### [WHAT THE EXERCISE ASKS]
Extract every line below that contains the string "boulder", matching case exactly.
--- START OF DATA PROVIDED ---
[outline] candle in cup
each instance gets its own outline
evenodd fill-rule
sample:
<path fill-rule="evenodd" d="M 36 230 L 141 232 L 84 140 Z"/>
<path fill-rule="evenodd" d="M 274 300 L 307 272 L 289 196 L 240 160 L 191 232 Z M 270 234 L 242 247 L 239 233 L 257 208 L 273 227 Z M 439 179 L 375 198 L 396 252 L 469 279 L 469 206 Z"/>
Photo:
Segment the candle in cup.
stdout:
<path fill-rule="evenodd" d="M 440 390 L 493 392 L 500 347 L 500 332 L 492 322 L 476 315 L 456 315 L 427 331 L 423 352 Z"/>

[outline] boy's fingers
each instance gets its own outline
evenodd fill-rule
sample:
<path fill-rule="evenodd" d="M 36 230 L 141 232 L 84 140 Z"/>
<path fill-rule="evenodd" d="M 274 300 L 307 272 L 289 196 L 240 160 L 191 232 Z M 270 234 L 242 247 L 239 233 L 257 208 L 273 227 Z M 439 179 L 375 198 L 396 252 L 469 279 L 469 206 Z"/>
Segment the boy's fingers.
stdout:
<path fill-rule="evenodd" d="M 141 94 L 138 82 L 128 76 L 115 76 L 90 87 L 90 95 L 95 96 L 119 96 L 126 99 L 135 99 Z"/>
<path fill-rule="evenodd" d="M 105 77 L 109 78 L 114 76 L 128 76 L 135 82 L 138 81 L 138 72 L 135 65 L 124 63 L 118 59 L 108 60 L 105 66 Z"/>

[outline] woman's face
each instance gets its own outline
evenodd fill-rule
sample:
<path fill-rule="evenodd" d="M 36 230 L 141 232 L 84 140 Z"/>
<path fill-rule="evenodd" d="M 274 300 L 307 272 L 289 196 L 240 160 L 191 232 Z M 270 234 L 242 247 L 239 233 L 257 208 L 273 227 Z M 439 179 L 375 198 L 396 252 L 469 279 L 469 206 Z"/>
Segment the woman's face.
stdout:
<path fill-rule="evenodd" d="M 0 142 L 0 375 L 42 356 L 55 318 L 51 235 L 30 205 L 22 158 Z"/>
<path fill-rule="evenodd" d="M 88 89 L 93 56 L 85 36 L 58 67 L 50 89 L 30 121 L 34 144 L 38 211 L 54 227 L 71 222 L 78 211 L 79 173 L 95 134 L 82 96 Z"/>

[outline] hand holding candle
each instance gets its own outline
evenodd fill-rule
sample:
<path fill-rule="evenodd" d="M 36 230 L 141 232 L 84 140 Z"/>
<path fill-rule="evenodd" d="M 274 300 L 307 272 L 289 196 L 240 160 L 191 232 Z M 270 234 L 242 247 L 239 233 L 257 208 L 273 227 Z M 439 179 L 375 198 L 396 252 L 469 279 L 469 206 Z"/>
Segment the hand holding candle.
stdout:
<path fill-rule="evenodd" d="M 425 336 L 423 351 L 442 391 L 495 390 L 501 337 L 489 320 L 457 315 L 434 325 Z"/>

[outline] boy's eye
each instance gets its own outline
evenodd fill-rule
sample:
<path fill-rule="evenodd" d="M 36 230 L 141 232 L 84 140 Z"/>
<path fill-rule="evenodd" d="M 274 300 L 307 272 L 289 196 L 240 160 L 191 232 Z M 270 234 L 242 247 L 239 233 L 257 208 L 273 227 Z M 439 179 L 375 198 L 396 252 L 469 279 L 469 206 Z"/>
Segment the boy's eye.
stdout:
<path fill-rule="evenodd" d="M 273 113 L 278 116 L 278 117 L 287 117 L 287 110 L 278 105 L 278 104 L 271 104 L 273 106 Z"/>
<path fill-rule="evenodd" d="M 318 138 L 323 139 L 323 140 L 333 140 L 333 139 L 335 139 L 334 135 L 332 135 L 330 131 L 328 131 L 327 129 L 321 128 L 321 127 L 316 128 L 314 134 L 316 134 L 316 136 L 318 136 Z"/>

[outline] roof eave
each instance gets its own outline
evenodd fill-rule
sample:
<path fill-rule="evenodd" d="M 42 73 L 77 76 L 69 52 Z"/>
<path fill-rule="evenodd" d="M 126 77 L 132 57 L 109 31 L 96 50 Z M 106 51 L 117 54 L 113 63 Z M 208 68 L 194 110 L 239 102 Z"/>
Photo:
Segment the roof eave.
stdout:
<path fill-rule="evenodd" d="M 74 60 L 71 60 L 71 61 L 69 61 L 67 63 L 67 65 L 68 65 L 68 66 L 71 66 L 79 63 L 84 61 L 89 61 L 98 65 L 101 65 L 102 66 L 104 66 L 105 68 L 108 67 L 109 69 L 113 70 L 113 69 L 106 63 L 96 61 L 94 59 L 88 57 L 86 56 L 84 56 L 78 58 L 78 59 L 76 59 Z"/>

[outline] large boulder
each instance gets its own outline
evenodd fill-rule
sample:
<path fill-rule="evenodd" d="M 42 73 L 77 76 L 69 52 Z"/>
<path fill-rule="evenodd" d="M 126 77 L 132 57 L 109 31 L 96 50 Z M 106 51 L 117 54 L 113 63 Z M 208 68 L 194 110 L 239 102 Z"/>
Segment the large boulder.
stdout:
--- END OF DATA PROVIDED ---
### [CORRECT RESULT]
[outline] large boulder
Segment the large boulder.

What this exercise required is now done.